Listed entries.
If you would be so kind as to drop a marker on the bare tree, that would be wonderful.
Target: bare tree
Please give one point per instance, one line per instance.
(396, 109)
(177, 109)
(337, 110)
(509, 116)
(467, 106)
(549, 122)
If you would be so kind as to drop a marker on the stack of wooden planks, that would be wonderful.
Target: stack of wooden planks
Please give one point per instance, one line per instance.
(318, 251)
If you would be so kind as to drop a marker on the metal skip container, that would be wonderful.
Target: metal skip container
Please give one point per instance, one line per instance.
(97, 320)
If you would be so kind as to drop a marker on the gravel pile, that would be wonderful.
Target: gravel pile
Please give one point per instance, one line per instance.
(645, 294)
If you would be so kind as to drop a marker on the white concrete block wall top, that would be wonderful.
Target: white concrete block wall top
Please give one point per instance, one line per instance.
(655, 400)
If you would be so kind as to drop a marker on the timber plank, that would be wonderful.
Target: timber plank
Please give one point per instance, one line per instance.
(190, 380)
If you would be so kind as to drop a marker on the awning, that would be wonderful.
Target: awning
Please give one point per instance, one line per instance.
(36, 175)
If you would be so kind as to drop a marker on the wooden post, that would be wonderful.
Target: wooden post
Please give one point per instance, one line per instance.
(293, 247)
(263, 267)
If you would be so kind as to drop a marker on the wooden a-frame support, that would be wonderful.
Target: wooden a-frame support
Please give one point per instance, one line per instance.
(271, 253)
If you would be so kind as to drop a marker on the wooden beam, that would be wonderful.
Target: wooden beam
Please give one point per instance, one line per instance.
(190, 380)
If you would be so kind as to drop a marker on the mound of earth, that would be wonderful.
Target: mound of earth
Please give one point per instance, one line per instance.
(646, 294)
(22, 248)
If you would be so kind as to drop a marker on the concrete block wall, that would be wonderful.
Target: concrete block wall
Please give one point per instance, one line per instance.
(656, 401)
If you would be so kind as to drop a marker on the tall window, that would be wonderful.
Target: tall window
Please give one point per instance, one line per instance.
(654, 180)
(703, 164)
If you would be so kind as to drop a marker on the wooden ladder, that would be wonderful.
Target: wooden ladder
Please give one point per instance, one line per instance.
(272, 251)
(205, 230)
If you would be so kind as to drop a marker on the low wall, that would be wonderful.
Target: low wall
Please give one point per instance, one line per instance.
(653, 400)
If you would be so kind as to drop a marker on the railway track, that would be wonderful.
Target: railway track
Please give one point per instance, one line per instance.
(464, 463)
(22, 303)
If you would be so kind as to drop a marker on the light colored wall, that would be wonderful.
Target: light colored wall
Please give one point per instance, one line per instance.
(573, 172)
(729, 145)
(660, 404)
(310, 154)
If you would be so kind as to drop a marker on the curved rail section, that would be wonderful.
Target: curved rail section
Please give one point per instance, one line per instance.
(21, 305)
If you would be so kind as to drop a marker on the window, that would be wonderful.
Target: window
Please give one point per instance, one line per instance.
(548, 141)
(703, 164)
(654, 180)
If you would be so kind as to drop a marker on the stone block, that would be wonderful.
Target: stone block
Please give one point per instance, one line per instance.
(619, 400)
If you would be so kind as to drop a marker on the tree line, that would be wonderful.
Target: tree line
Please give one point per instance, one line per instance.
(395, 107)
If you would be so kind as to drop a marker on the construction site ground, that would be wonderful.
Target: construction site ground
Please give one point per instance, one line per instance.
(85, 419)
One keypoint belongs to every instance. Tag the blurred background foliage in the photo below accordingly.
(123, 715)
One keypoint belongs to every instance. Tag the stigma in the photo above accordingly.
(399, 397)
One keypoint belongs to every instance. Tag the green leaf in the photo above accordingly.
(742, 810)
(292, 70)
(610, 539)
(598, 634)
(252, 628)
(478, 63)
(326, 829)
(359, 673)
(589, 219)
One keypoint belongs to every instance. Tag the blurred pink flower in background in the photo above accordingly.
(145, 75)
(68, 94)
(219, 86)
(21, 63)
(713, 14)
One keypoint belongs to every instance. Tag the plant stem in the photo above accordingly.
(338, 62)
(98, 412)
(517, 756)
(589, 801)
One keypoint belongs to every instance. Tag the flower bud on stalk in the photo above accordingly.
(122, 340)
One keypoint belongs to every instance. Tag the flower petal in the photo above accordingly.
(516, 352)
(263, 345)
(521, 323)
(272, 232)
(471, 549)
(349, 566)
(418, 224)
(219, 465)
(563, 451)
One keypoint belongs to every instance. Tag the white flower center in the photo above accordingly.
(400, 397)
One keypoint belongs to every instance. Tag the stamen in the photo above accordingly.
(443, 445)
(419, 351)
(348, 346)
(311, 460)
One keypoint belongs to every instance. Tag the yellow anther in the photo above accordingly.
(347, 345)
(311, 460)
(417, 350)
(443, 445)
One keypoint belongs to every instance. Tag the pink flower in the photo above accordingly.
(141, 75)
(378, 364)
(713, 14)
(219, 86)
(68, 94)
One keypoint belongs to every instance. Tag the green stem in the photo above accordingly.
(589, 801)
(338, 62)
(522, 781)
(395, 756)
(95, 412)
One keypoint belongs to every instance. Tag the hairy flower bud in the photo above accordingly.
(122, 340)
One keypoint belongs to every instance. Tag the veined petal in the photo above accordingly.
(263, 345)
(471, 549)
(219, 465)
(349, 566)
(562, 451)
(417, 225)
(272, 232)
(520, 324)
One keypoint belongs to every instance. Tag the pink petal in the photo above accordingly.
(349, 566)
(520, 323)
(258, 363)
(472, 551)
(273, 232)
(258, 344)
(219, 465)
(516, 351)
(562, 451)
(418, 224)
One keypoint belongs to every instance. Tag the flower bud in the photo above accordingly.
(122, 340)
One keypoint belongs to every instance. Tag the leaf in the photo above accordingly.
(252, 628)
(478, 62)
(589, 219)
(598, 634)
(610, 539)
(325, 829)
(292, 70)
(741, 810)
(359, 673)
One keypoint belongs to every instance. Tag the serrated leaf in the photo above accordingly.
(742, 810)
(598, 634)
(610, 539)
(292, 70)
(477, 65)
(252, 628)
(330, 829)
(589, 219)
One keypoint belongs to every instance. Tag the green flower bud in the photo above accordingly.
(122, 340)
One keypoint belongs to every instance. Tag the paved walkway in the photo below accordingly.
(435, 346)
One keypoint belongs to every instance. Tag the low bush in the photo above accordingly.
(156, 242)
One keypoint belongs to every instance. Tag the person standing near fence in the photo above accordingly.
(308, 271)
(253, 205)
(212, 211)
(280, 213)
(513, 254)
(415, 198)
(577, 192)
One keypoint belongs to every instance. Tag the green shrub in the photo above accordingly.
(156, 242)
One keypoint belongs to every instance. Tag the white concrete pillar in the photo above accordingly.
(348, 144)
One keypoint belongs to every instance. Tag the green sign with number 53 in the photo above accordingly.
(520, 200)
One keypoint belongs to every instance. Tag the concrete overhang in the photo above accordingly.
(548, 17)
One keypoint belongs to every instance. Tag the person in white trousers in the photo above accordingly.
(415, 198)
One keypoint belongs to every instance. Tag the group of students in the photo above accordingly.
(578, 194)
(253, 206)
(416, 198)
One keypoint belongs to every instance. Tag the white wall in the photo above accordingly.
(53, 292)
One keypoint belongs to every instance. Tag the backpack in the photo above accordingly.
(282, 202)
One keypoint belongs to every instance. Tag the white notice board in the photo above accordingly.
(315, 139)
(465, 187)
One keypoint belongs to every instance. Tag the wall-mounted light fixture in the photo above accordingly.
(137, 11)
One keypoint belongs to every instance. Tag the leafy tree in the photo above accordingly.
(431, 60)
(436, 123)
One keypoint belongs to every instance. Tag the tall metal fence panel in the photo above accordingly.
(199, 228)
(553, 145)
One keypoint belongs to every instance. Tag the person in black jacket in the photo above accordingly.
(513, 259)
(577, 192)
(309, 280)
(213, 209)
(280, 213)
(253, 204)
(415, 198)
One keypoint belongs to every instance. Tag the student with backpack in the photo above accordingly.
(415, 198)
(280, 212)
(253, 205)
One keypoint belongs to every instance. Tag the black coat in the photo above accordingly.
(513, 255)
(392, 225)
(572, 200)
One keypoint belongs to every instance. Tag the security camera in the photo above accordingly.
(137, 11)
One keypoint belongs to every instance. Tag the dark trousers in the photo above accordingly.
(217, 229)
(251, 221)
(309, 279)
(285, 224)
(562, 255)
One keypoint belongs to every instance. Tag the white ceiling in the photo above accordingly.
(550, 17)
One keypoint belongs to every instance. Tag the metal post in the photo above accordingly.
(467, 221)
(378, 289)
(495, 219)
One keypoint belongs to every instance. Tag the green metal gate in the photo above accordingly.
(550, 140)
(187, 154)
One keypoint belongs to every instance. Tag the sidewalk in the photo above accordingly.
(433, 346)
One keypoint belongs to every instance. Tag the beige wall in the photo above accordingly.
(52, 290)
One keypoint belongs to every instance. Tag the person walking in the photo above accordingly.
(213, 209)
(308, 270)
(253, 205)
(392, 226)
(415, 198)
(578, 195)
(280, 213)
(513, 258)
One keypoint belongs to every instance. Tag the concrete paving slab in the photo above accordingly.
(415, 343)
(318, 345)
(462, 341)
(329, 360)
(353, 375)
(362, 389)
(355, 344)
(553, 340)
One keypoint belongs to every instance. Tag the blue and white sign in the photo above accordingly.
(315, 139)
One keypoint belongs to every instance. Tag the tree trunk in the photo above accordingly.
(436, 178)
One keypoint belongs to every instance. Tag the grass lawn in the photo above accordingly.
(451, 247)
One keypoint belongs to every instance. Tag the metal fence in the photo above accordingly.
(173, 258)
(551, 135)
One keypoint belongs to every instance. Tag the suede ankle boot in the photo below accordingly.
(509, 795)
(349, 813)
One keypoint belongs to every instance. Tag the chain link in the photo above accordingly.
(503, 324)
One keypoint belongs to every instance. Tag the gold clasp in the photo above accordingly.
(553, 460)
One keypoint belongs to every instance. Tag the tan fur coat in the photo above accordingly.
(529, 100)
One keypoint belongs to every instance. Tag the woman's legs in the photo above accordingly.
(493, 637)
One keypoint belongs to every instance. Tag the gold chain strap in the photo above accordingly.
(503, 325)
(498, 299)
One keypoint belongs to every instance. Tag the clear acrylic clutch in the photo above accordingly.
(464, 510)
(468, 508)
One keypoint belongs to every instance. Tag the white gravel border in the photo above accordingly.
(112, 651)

Task item. Give back exactly what runs from the first line of the listing above to the line that contains "Target: wooden beam", keeping both end lines.

Output for this exercise.
If you would be so kind as to drop a marker on the bare tree, that would be wonderful.
Target: bare tree
Please give one point per instance, one line per instance.
(396, 109)
(177, 109)
(337, 110)
(509, 116)
(467, 106)
(549, 122)
If you would be so kind as to drop a marker on the stack of wooden planks, that would be wonderful.
Target: stack of wooden planks
Please give one point per instance, one line per instance.
(318, 251)
If you would be so kind as to drop a marker on the metal skip container, that would be wonderful.
Target: metal skip container
Please give one point per instance, one line per instance.
(97, 320)
If you would be so kind as to drop a marker on the gravel pile, that would be wonderful.
Target: gravel pile
Please give one point per instance, one line per instance.
(645, 294)
If you would be so kind as to drop a marker on the white concrete block wall top, that would be wonderful.
Target: white concrete block wall top
Please give one point per instance, one line per instance.
(655, 400)
If you would be so kind as to drop a marker on the timber plank, that would be wonderful.
Target: timber plank
Please give one point per instance, one line per instance.
(190, 380)
If you would be so kind as to drop a marker on the awning, that would be wonderful.
Target: awning
Please give one point per instance, one line per instance.
(36, 175)
If you would be so kind as to drop a marker on the wooden post, that would be wonderful.
Target: wooden post
Please give one point per instance, one line per instance.
(293, 247)
(263, 267)
If you would be so kind as to drop a marker on the wooden a-frame support, that would be wonderful.
Target: wooden a-frame support
Please give one point per instance, one line per instance.
(271, 253)
If you would be so kind as to drop a marker on the wooden beam, that would be wonderful.
Target: wooden beam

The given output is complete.